Drop the pictures, then extract the listing word for word.

Input for this task:
%%
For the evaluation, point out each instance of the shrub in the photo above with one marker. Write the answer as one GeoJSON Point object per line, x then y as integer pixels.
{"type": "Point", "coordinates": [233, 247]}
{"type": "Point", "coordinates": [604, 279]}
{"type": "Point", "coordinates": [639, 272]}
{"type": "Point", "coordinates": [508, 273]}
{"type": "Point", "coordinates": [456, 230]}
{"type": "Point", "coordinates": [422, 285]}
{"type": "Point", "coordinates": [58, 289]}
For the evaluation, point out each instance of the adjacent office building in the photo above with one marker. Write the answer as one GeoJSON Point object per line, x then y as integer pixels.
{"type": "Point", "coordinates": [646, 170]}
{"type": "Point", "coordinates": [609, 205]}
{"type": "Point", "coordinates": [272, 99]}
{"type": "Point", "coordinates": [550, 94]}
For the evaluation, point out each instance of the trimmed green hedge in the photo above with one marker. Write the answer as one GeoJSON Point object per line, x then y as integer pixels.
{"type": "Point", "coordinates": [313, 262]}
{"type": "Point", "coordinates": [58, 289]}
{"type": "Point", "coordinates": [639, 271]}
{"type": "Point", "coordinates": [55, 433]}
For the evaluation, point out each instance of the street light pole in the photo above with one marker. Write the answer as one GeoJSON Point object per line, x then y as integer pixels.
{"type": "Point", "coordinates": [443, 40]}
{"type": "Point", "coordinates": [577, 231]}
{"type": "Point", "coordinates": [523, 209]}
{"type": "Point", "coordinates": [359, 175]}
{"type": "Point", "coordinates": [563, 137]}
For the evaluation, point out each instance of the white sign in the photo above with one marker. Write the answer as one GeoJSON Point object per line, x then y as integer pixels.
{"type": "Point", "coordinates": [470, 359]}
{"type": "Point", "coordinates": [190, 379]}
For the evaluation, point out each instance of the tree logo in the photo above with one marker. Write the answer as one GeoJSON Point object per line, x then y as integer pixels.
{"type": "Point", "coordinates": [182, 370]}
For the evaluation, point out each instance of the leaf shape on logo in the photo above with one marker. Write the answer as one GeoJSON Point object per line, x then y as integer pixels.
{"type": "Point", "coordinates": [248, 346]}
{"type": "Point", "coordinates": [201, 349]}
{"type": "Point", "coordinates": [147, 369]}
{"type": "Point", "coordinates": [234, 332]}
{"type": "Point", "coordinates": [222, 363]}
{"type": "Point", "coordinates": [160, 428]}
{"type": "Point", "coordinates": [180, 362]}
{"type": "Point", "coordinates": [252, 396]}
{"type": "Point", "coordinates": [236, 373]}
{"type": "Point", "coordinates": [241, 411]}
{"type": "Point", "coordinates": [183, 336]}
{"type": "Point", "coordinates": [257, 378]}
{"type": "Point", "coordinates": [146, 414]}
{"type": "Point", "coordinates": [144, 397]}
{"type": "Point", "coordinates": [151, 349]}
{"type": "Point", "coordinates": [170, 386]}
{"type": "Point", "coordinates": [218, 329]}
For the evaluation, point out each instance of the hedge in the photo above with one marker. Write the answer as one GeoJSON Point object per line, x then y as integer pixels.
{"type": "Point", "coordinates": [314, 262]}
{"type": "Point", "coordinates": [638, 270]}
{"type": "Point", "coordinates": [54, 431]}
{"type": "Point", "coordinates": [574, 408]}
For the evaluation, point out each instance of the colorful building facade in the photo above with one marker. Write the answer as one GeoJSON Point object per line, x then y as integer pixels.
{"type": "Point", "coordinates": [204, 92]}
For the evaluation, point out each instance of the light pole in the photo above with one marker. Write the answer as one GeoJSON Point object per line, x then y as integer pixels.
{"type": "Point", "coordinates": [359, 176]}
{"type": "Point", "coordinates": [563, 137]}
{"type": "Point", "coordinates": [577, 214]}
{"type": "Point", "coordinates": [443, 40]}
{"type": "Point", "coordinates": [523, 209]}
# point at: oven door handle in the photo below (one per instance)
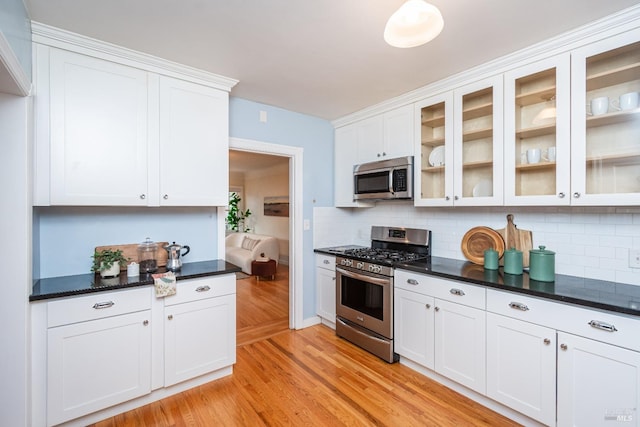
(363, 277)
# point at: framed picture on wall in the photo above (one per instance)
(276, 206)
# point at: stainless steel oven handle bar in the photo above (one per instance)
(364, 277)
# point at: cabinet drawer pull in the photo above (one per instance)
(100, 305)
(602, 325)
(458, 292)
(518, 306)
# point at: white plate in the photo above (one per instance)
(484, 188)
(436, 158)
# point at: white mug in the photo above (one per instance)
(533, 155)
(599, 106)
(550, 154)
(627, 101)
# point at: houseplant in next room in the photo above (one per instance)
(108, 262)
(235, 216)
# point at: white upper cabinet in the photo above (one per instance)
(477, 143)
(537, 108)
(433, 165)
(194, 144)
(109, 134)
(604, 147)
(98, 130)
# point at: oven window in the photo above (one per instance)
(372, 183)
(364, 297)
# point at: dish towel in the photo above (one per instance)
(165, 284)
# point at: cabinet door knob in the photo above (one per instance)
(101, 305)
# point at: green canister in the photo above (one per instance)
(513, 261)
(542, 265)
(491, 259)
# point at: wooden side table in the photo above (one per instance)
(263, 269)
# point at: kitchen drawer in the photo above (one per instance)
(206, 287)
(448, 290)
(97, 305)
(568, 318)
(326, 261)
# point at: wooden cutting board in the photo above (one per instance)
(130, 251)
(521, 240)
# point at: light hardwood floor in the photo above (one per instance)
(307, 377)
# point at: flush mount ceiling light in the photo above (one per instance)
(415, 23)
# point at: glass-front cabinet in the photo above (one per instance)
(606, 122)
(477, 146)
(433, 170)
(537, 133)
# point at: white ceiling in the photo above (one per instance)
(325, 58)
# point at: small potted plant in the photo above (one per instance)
%%
Exercise solution:
For the evaluation, point out each instance of the shrub in the photo above with one marker. Write the answer as one GeoJSON Point object per line, x then y as integer pixels.
{"type": "Point", "coordinates": [233, 247]}
{"type": "Point", "coordinates": [604, 279]}
{"type": "Point", "coordinates": [639, 272]}
{"type": "Point", "coordinates": [508, 273]}
{"type": "Point", "coordinates": [456, 230]}
{"type": "Point", "coordinates": [422, 285]}
{"type": "Point", "coordinates": [58, 289]}
For the evaluation, point out each instance of the adjacent office building in the photo above with one marker. Write the answer as one GeoJSON Point object per line, x then y as integer pixels.
{"type": "Point", "coordinates": [646, 170]}
{"type": "Point", "coordinates": [609, 205]}
{"type": "Point", "coordinates": [272, 99]}
{"type": "Point", "coordinates": [550, 94]}
For the evaluation, point out each instance of the trimmed green hedge in the photo above with one marker. Write the answer as one GeoJSON Point object per line, x then y as integer pixels.
{"type": "Point", "coordinates": [313, 262]}
{"type": "Point", "coordinates": [58, 289]}
{"type": "Point", "coordinates": [639, 271]}
{"type": "Point", "coordinates": [55, 433]}
For the evaluation, point out each instance of the street light pole in the photo above with one marker. Write the answer as one GeoJSON Point object per line, x then y as integer pixels.
{"type": "Point", "coordinates": [443, 40]}
{"type": "Point", "coordinates": [577, 231]}
{"type": "Point", "coordinates": [523, 209]}
{"type": "Point", "coordinates": [359, 175]}
{"type": "Point", "coordinates": [563, 137]}
For the evaluation, point out each instance of the white sign in the photo above with one marker. Write the answer as one GeoJSON Point object per line, x then y as integer pixels.
{"type": "Point", "coordinates": [470, 359]}
{"type": "Point", "coordinates": [190, 379]}
For the evaluation, point out each instance of the tree logo in the photo above with one marker. Write the answer as one GeoJSON Point object per line, x then y as integer pixels.
{"type": "Point", "coordinates": [182, 370]}
For the evaluation, point out each instance of the leaf shape on logo in the photo above with one marker. Write the answer as one GeoJSON Point object per line, x then y as integer pixels.
{"type": "Point", "coordinates": [248, 346]}
{"type": "Point", "coordinates": [201, 349]}
{"type": "Point", "coordinates": [147, 369]}
{"type": "Point", "coordinates": [234, 332]}
{"type": "Point", "coordinates": [222, 363]}
{"type": "Point", "coordinates": [160, 428]}
{"type": "Point", "coordinates": [180, 362]}
{"type": "Point", "coordinates": [252, 396]}
{"type": "Point", "coordinates": [236, 373]}
{"type": "Point", "coordinates": [241, 411]}
{"type": "Point", "coordinates": [183, 336]}
{"type": "Point", "coordinates": [257, 378]}
{"type": "Point", "coordinates": [146, 414]}
{"type": "Point", "coordinates": [144, 397]}
{"type": "Point", "coordinates": [151, 349]}
{"type": "Point", "coordinates": [170, 386]}
{"type": "Point", "coordinates": [218, 329]}
For the evaluation, point out each instance of the hedge in the photo above with one marker. Write the answer as one GeoJSON Point object per line, x then y as integer pixels.
{"type": "Point", "coordinates": [314, 262]}
{"type": "Point", "coordinates": [638, 270]}
{"type": "Point", "coordinates": [54, 431]}
{"type": "Point", "coordinates": [574, 408]}
For the evaluation, point out each instance of the colorful building facade in the photo above with one marker. Write the answer as one GeoJSON Point object per line, x then y as integer pixels.
{"type": "Point", "coordinates": [204, 92]}
For the evaluation, point out each instance of the light pole in the photo above with one marker. Write the answer as one GeoJSON Point object per line, x then y as integer pixels.
{"type": "Point", "coordinates": [359, 176]}
{"type": "Point", "coordinates": [563, 137]}
{"type": "Point", "coordinates": [577, 214]}
{"type": "Point", "coordinates": [443, 40]}
{"type": "Point", "coordinates": [523, 209]}
# point at: oven door handle in the photo below (one per instance)
(363, 277)
# point at: framed picture on wall in the photo above (one per instance)
(276, 206)
# point at: stainless steel oven handle bar in the photo above (one per instance)
(364, 277)
# point at: cabinet drawer pull in the photo above (one per instance)
(100, 305)
(602, 325)
(458, 292)
(518, 306)
# point at: white plate in the photo above (one per instance)
(484, 188)
(436, 158)
# point at: white mug in the photo above (one per instance)
(533, 155)
(599, 106)
(550, 154)
(627, 101)
# point at: houseplant in next room in the photo above (one per instance)
(108, 262)
(235, 216)
# point at: white upper cabinet in the photo above (one per instance)
(477, 143)
(537, 108)
(433, 165)
(194, 144)
(109, 134)
(604, 147)
(98, 130)
# point at: oven window in the photo above (one per instance)
(372, 183)
(364, 297)
# point at: dish towel in the photo above (one per instance)
(165, 284)
# point at: cabinet door knob in the photo above (one per instance)
(101, 305)
# point at: green canister in the photo above (one per instance)
(513, 261)
(542, 265)
(491, 259)
# point at: wooden side table in the photo above (one per instance)
(263, 269)
# point at: kitchen drawer in the photo above (one per instance)
(206, 287)
(448, 290)
(97, 305)
(568, 318)
(326, 261)
# point at: wooden cutting board in the photo above (one per instance)
(130, 251)
(521, 240)
# point at: light hardwood floor in the photo above (one per instance)
(307, 377)
# point at: flush mount ceiling light in the photo above (one per instance)
(415, 23)
# point at: glass-front cabinet in the photo above (one per instance)
(606, 122)
(477, 146)
(433, 170)
(537, 133)
# point at: white ceiling in the photo above (one per instance)
(325, 58)
# point at: small potted plant in the photo above (one per instance)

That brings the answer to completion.